6 CONSIDERAÇÕES SOBRE EDUCAÇÃO, ALTERIDADE E PAZ

Retomemos o relato hebraico sobre o assassinato cometido por Caim. Na narrativa, antes da consumação do assassinato, Deus repreende Caim por estar aborrecido e não levantar a cabeça.3 Temos, portanto, um Caim ensimesmado que toma o mundo como um “para si”. E é com essa reclusão sobre si mesmo que Caim convidará o irmão a ir aos campos, onde Abel será morto. O relato mítico permite interpretá-lo como narrativa de um fratricídio em que o assassino não permitiu a seu irmão manifestar-se em seu rosto. A violência caímica é anterior à constituição de uma subjetividade ética, pois o personagem se relaciona com o mundo apenas como possibilidade de satisfação, sem ainda adentrar o mundo da sensibilidade: ele quer ser feliz, satisfazendo-se no mundo, indiferente a quem quer que seja. Abel, portanto, não é Outro que se possa mostrar, mas ameaça às satisfações do irmão. Abel é apenas um concorrente que compete com Caim pelas atenções divinas. Trata-se de um fratricídio sem encontro, sem acolhimento, sem humanidade. Ao que parece, pelo relato, ambos os irmãos andavam muito ocupados em agradar a Deus e importava menos o encontro de um com o outro. E o diálogo entre Deus e Caim revela a ausência da ética: “Onde está teu irmão Abel?”; ao que se ouve a resposta: “Não sei. Acaso sou guarda do meu irmão?”. Sobre esse ponto escreve Levinas (1997, p. 151-152): “A resposta de Caim é sincera. Em sua resposta só falta a ética; nela só há ontologia: eu sou eu e ele é ele.” Ante a humanidade de Abel, Caim está indiferente. E é isso que aqui está sendo abordado como uma manifestação da violência anterior à ética.

- O QUE FAZER
Responda às perguntas a seguir com base no trecho sobre Caim e Abel.
1. Por que Deus repreende Caim antes do assassinato?
2. Pelo que Abel compete com Caim?
3. Segundo a citação de Levinas, o que falta na resposta de Caim?
Os itens não são necessários para este exercício.

- ITENS LISTADOS
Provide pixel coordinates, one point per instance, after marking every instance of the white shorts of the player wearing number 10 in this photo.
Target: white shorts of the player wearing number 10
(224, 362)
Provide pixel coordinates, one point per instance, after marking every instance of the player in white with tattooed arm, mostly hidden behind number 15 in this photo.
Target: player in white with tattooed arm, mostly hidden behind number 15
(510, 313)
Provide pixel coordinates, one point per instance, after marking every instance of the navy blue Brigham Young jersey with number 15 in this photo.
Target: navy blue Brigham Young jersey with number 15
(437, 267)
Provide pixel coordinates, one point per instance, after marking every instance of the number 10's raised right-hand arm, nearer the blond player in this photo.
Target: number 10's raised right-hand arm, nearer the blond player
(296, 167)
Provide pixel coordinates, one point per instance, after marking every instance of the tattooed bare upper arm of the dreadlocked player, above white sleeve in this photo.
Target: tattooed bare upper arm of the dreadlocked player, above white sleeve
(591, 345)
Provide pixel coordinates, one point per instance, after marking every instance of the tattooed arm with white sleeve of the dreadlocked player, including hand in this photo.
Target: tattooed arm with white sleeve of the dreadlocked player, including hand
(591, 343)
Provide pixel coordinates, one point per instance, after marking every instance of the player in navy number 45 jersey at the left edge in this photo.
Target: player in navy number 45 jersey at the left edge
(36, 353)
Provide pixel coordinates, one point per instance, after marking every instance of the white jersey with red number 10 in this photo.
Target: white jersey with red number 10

- RESULTADO DO EXERCÍCIO
1. Por estar aborrecido e não levantar a cabeça.
2. Pelas atenções divinas.
3. A ética.